• _Description of the task_:
Produce a verbatim transcription of the records below, beginning at the line containing "of the blue" and ending at the final line; include only those lines.

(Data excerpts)
○ ○ ○ ○ ○ ○ ○
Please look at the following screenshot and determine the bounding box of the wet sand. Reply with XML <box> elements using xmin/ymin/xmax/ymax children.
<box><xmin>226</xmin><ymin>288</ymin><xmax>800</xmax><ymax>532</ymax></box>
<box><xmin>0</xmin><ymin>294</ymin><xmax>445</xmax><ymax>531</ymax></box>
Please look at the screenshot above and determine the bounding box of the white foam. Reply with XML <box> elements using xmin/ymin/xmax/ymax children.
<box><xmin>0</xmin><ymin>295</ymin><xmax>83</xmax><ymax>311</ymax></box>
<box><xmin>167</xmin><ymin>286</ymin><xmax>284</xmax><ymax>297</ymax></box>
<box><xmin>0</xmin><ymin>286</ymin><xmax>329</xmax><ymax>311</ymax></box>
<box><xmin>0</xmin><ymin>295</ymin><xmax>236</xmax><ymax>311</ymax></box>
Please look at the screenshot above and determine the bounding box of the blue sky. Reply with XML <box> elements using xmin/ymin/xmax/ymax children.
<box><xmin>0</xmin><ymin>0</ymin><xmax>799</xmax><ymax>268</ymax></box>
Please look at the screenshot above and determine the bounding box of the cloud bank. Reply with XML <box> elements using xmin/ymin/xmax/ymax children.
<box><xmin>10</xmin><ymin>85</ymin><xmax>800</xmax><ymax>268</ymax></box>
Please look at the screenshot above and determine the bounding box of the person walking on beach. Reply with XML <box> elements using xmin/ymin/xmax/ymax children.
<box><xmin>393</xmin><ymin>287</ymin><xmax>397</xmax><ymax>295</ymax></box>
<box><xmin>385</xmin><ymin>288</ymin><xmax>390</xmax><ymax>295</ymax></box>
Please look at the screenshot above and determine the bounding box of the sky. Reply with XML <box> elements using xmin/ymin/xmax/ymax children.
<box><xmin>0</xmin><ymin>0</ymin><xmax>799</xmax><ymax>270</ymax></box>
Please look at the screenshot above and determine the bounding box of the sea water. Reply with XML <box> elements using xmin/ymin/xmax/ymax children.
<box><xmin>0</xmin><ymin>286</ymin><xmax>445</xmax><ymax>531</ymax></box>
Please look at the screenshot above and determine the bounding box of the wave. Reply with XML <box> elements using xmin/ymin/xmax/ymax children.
○ ○ ○ ○ ○ ○ ○
• _Problem solution_:
Please look at the screenshot above and determine the bounding box of the blue sky. Reply with XML <box> elements using xmin/ymin/xmax/ymax children.
<box><xmin>0</xmin><ymin>0</ymin><xmax>799</xmax><ymax>268</ymax></box>
Please look at the screenshot above and determine the bounding box of the cloud bank. Reply with XML <box> elements using xmin/ymin/xmax/ymax children.
<box><xmin>10</xmin><ymin>85</ymin><xmax>800</xmax><ymax>268</ymax></box>
Please look at the screenshot above and determine the bounding box of the person walking on beach. Reply with XML <box> elements using xmin/ymin/xmax/ymax children.
<box><xmin>393</xmin><ymin>287</ymin><xmax>397</xmax><ymax>295</ymax></box>
<box><xmin>385</xmin><ymin>288</ymin><xmax>390</xmax><ymax>295</ymax></box>
Please look at the screenshot above and determine the bounding box of the sky. Reply with XML <box> elements using xmin/ymin/xmax/ymax children.
<box><xmin>0</xmin><ymin>0</ymin><xmax>799</xmax><ymax>270</ymax></box>
Please look at the screenshot above and determine the bounding box of the sea water. Reply with XML <box> elements using xmin/ymin/xmax/ymax children.
<box><xmin>0</xmin><ymin>286</ymin><xmax>445</xmax><ymax>531</ymax></box>
Please look at the screenshot above and determine the bounding box of the wave. Reply with XML <box> elements using xmin/ymin/xmax/ymax children.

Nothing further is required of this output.